-- DATA ENTRIES --
════════

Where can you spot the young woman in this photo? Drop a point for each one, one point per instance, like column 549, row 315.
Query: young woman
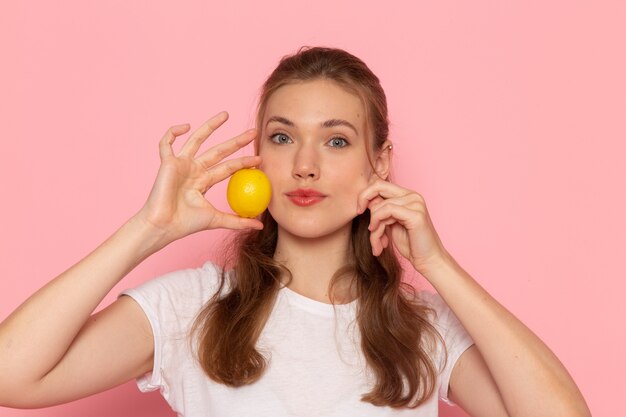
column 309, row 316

════════

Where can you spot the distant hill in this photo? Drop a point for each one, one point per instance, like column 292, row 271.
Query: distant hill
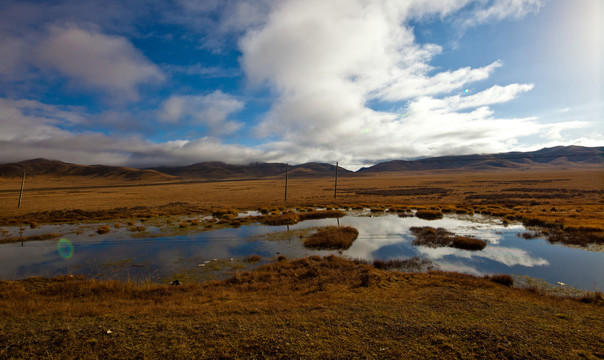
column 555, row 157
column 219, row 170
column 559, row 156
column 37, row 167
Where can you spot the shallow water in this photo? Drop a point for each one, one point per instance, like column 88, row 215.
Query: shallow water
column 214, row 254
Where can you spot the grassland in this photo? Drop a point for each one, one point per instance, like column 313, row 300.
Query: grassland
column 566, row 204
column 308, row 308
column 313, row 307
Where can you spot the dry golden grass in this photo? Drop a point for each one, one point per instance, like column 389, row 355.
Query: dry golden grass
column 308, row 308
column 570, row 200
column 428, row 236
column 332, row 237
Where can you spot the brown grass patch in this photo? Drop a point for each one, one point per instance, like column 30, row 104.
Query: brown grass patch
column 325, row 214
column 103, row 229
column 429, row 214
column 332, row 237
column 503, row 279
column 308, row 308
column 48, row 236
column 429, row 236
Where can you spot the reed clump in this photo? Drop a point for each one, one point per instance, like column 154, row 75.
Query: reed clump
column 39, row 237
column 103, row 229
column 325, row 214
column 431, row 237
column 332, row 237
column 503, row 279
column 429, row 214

════════

-- WRITTEN PROBLEM --
Copy out, word for word, the part of the entries that opens with the line containing "Where can you spot the young" and closes with the line containing "column 309, row 316", both lines included. Leave the pictures out of your copy.

-- RESULT OF THIS EXERCISE --
Where can you spot the young woman in this photo? Drop a point for each one, one point per instance, like column 549, row 315.
Query: young woman
column 309, row 316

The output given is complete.